## Start PASSAGE PROVIDED
# 2012 Firearm Deer Opener Thread



## downrange (Dec 25, 2010)

Alcona Co. 
In the campers 14th-24th. 
Grandpa, Dad, Brother, Bro-inlaw, Friends.
Vintage guns, vintage camper, vintage whisky, try to keep things simple.
I split up a real nice Cherry tree to smoke the meats. Ribs, ham, chickens, brisket. 
Should be a good time! 


Sometimes life is greasy.


----------



## erodrig4 (Oct 10, 2005)

Good to see you're back Kush. Once again, this is my favorite thread of the year.

*Where*: Stephenson, Mi (Menominee County)
*When*: Taking off early Tuesday morning (around 3-4am), leaving Sunday afternoon/evening
*Who*: My dad, uncle, one cousin, my uncles brother-in-law, and myself are the regulars, might have one or two other cousins this year.
*Traditions*: A few years ago my dad, cousin, and me started stopping at a couple of casinos that are on the way. We usually stay no more than 30 minutes at each, just to test our luck and hopefully get a little more spending money. Also have to stop at the bakery once we get into Stephenson to stock up on pasties for the week. On the way home, stop in Escanaba and pick up some pizzas for the ride, and check out the buck poles and look for deer on the backs of cars/trucks on the drive.
*FOOD*: Planned for this year so far is venison chili, I'm taking up a venison roast and throwing it in the crock pot (it's camo of course ) with some carrots and potatoes, eggs, hash browns, and venison sausage for breakfast, sandwiches for lunch, and whatever my uncle brings up. Also have some venison summer sausage to snack on.

*Pictures*: a few pics from recent camps, will be taking new ones this year.


----------



## sbooy42 (Mar 6, 2007)

Well after getting my UP deer last weekend I will now be staying home in Kalkaska county hunting out the back door.. .. my dad will be coming up and my 7yr old will be joining us..

Food: I'm sure bear and deer tenderloins are on the menu and what ever else we can find..

No real traditions beside having a good time...


----------



## wolfeman5 (Sep 22, 2008)

Delta County in Da UP
Me, my dad, my son, and his buddy that is a rookie.
Been hunting in the same area for over 30 years.
Traditions: Jacks for dinner one night and then to the swallow in for a cold one.
Prime rib on Thanksgiving along with some home made corn bread.
Also taking up my wifes award winning chili.
Will be back home on the 24th.
Good luck to all and be safe.


----------



## bchez (Jan 19, 2010)

Where: Moddersville, MI

When: Nov.13-18

Who: With Dad, Uncle, Cousin, and Friend

Traditions: Camped in same spot for 25+ years.

Food: Lots and Lots and Lots, And Beer and Beer and more Beer.


----------



## 3stars (Sep 28, 2011)

Where: The U.P... North of Iron River
When: November 11-18
Who: 2 Brothers and a nephew. good friends 7/8 of a mile down the road
Traditions: Great food, Great drinks, LOTS of Laughs! Swigs of Fireball Whisky at night!
Food: we eat like Kings, thanks to the wifes back home!!

I'm taking my new to me Savage 99 this year... can't wait to still hunt with it!!
Good luck Everyone... Be safe and Shoot straight!!!
## End PASSAGE PROVIDED
## Start LISTED ENTRIES
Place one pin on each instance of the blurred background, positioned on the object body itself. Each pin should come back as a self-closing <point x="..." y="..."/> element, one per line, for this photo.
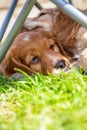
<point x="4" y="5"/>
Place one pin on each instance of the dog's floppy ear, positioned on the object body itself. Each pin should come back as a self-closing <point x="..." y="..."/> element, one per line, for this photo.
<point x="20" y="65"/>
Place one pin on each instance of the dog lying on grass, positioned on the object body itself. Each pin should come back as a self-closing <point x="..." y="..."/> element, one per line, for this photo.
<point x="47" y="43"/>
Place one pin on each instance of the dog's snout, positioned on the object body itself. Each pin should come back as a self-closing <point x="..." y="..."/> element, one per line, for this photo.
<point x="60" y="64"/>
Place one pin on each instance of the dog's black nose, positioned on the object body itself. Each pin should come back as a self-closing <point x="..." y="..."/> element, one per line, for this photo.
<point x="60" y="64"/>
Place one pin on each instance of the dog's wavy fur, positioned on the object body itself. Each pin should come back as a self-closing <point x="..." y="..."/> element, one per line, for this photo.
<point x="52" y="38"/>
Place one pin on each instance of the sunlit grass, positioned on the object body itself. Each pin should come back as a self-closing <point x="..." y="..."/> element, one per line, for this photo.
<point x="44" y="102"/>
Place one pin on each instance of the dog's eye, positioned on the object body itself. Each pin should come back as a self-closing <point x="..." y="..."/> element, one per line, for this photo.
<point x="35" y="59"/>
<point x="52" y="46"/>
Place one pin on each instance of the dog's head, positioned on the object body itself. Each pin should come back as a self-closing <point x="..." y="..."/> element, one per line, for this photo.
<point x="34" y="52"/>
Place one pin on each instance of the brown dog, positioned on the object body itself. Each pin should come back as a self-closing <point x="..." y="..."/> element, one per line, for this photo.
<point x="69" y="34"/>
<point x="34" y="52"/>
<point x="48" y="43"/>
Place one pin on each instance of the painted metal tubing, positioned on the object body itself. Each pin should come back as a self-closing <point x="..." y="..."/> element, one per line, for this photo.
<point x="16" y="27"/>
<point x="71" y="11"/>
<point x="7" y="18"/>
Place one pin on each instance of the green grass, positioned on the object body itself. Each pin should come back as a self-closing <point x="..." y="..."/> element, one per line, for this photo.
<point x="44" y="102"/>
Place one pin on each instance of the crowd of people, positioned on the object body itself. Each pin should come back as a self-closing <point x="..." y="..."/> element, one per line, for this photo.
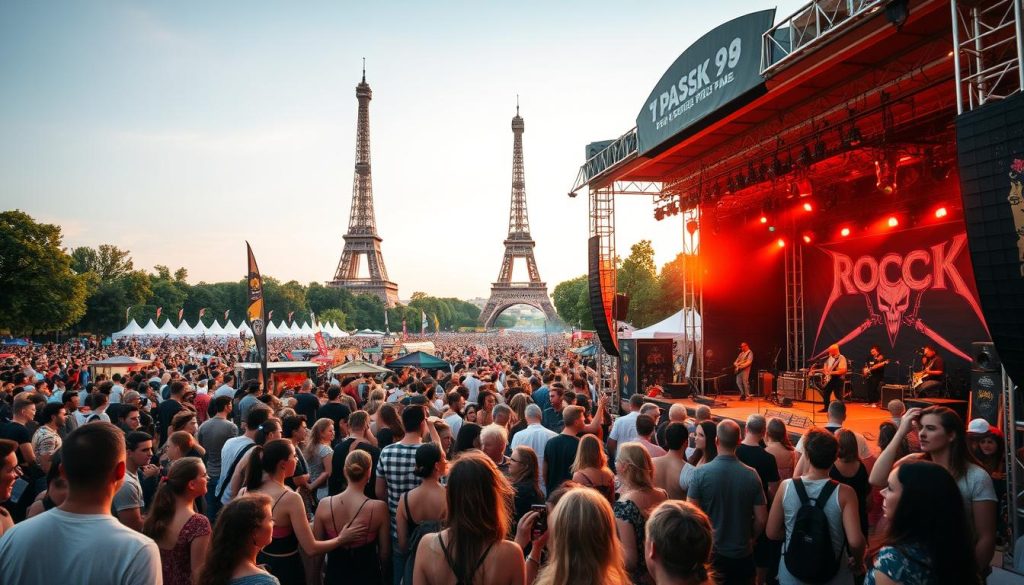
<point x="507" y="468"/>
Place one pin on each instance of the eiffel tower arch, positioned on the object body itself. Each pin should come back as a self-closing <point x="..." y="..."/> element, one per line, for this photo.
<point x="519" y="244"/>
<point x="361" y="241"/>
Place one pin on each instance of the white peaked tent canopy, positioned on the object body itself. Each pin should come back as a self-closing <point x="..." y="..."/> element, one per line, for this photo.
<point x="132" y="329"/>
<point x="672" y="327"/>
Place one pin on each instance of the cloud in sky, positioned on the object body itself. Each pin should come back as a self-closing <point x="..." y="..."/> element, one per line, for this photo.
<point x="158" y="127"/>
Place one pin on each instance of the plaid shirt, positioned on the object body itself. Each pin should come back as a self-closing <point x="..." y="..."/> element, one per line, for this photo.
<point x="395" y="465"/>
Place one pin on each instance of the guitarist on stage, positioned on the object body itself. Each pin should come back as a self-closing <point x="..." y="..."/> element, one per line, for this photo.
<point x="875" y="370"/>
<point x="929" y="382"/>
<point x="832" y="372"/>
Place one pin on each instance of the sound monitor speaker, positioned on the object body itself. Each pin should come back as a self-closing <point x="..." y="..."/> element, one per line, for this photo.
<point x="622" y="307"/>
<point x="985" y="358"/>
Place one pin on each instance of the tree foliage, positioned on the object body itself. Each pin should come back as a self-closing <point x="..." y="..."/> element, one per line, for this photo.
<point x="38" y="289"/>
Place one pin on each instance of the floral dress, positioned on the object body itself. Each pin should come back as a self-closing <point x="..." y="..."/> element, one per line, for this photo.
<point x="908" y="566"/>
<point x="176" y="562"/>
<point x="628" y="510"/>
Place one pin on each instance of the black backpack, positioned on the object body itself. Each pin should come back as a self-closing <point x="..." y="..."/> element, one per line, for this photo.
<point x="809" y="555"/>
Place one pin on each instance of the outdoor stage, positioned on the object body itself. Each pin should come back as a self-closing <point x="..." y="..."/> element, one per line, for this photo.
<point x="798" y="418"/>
## End LISTED ENTRIES
## Start LISTED ENTRIES
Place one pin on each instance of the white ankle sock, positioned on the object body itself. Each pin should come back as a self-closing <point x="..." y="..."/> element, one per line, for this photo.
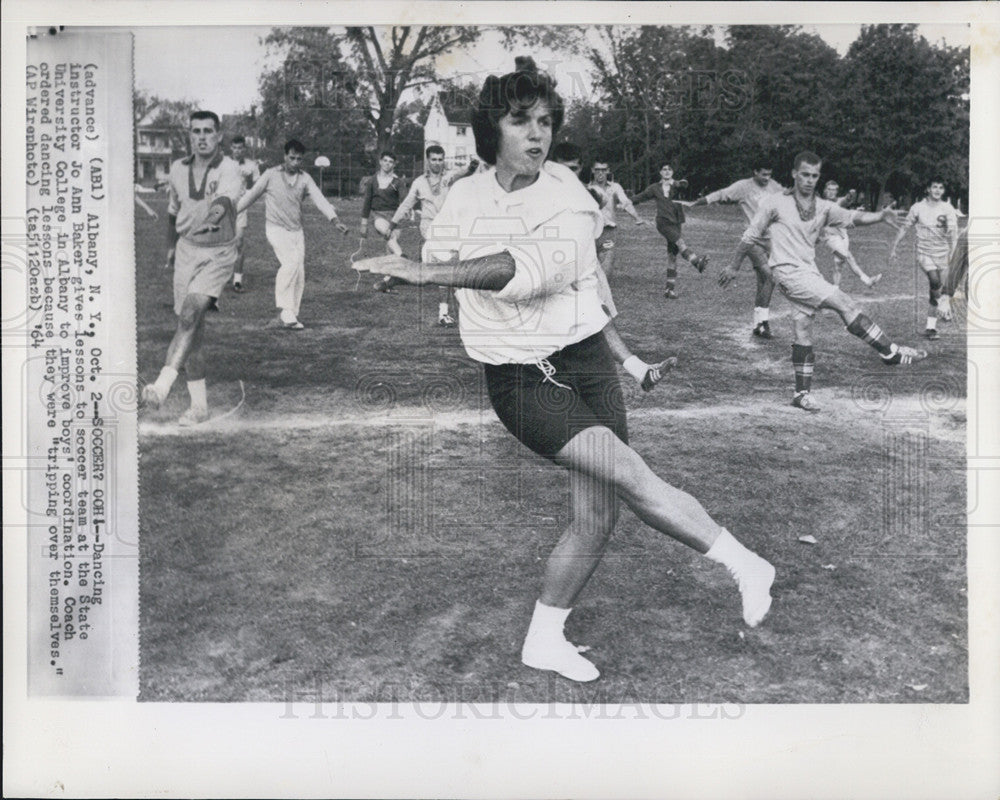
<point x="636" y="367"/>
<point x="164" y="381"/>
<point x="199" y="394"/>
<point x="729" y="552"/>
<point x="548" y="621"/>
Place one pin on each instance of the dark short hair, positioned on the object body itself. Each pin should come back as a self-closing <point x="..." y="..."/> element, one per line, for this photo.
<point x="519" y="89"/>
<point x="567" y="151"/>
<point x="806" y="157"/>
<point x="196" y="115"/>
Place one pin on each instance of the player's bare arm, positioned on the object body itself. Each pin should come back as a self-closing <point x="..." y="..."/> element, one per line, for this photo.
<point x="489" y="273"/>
## End LISTED ENTRIES
## Start LISTED ENTRIES
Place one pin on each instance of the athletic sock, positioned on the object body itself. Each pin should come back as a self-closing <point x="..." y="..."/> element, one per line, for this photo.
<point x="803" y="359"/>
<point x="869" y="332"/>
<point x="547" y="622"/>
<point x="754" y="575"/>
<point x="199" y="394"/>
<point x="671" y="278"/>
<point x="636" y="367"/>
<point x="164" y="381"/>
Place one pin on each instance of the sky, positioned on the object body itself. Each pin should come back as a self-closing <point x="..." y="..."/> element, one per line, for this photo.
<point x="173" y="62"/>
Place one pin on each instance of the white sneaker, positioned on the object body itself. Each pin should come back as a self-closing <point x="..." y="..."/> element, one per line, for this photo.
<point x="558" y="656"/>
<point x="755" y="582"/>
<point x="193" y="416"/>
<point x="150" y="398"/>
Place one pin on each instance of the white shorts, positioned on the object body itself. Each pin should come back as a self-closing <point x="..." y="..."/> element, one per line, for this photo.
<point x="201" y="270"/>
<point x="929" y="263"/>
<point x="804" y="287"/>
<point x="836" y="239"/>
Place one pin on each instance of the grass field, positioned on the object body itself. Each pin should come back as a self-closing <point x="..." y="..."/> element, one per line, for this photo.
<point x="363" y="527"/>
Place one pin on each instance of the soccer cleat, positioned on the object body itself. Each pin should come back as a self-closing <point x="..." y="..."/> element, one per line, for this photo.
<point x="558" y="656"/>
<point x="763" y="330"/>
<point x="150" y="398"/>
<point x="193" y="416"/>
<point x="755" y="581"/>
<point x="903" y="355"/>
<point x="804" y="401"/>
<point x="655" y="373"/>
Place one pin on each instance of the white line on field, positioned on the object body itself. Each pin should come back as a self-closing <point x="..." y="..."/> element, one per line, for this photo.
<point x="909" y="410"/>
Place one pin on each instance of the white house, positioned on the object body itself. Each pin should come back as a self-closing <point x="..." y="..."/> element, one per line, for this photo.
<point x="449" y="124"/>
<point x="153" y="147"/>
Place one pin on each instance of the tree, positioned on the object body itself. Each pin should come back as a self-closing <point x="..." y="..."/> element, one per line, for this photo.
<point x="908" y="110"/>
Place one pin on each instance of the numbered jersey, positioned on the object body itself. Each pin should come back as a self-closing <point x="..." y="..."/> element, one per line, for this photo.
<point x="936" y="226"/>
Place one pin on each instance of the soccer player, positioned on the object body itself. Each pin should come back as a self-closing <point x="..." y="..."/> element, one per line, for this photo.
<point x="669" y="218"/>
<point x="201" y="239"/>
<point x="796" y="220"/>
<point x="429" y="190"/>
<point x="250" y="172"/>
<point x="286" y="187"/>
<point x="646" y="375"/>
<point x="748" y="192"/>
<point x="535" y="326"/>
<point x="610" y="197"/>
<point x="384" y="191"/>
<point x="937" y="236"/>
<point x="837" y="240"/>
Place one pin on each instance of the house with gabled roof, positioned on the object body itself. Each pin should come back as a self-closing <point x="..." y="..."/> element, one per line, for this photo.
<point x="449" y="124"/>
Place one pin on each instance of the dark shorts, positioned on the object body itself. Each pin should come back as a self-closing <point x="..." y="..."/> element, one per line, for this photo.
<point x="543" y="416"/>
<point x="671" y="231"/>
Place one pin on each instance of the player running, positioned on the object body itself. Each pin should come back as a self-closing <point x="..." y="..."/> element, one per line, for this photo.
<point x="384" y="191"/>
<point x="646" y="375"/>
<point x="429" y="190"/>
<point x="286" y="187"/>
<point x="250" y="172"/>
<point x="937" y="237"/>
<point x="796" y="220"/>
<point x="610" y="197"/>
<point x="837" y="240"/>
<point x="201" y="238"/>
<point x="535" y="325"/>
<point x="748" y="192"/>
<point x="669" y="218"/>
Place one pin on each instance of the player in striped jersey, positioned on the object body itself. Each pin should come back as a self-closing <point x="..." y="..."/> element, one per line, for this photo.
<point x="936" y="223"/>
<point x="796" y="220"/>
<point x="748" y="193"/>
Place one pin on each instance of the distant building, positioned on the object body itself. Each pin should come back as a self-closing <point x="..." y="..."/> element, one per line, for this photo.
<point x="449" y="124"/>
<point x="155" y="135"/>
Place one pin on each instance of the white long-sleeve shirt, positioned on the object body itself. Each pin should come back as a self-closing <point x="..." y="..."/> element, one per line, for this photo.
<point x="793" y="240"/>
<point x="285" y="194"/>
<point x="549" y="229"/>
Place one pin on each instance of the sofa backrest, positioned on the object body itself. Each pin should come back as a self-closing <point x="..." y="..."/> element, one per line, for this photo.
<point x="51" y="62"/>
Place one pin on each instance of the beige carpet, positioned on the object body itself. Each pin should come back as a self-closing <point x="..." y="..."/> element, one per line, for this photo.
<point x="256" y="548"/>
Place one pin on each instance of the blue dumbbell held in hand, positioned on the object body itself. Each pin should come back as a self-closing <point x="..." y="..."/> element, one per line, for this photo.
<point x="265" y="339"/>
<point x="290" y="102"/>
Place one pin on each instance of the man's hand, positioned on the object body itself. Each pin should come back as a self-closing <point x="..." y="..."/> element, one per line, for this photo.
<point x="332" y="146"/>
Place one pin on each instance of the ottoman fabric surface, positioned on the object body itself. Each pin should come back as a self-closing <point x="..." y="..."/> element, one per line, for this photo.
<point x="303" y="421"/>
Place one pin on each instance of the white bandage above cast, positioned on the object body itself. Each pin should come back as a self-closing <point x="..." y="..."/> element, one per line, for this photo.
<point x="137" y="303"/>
## End LISTED ENTRIES
> _SET TASKS_:
a. From the deer opener thread, reproduce the passage starting at "# 2012 Firearm" and ending at "keep things simple.".
b. Render this sentence from the deer opener thread in Spanish: "I split up a real nice Cherry tree to smoke the meats."

> _SOLUTIONS TO EACH TASK_:
a.
# 2012 Firearm Deer Opener Thread



## downrange (Dec 25, 2010)

Alcona Co. 
In the campers 14th-24th. 
Grandpa, Dad, Brother, Bro-inlaw, Friends.
Vintage guns, vintage camper, vintage whisky, try to keep things simple.

b. Partí un cerezo muy bueno para ahumar las carnes.